--- DOCUMENT TEXT ---
________________________

L'enfant du peuple ancien (novel), Pauvert (Paris, France), 2000, translation by Andrew Riemer published as The Child of an Ancient People, Harvill (London, England), 2003.

Chroniques de l'Algérie amère: 1985–2002 (nonfiction), Pauvert (Paris, France), 2003.

Ma planète me monte à la tête: historiettes à hue et à dia pour briser le coeur humain (poems), Fayard (Paris, France), 2005.

SIDELIGHTS: An Algerian expatriate living in France, Anouar Benmalek has earned a place as a respected novelist chronicling the suffering of his homeland, and a human-rights activist struggling to end that suffering. Two of his prize-winning novels have been translated into English.

________________________

--- AIM OF THE TASK ---
Copy the Anouar Benmalek bibliography and sidelights passage above word for word, keeping every title, date, and line break unchanged.

________________________

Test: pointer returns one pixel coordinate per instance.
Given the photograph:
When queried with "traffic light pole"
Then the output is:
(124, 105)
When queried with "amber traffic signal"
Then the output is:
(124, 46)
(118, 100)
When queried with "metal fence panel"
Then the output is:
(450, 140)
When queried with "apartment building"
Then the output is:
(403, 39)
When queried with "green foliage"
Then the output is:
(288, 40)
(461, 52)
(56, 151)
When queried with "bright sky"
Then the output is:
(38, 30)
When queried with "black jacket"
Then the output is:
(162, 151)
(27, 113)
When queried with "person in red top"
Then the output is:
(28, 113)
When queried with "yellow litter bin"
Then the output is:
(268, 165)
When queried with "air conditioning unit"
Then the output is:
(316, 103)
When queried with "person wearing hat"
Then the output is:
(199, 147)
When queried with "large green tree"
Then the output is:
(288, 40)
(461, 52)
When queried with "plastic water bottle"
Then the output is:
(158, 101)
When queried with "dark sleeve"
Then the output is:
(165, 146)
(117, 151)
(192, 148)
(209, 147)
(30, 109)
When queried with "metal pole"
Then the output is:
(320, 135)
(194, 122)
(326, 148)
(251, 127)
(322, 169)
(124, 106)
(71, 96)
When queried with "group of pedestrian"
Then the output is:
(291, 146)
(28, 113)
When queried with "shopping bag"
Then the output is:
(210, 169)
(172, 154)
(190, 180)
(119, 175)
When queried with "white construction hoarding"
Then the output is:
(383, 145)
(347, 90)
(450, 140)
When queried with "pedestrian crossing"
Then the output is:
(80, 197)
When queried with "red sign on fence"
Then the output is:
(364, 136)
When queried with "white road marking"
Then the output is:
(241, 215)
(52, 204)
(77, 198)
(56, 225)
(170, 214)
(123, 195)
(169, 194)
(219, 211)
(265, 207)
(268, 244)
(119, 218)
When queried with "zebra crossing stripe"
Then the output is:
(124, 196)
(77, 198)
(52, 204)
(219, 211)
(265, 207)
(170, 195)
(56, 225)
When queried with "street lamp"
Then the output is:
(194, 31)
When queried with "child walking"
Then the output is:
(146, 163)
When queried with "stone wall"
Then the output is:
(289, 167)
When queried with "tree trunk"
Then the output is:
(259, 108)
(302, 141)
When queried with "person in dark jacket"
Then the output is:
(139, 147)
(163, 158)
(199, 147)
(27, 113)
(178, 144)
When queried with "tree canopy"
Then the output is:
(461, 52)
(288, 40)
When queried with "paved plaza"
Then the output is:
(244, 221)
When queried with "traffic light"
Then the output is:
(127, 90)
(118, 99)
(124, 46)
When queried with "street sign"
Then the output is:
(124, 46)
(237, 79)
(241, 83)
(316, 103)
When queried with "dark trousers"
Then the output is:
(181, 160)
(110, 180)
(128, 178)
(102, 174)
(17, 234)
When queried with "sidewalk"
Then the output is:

________________________

--- ANSWER TO THIS TASK ---
L'enfant du peuple ancien (novel), Pauvert (Paris, France), 2000, translation by Andrew Riemer published as The Child of an Ancient People, Harvill (London, England), 2003.

Chroniques de l'Algérie amère: 1985–2002 (nonfiction), Pauvert (Paris, France), 2003.

Ma planète me monte à la tête: historiettes à hue et à dia pour briser le coeur humain (poems), Fayard (Paris, France), 2005.

SIDELIGHTS: An Algerian expatriate living in France, Anouar Benmalek has earned a place as a respected novelist chronicling the suffering of his homeland, and a human-rights activist struggling to end that suffering. Two of his prize-winning novels have been translated into English.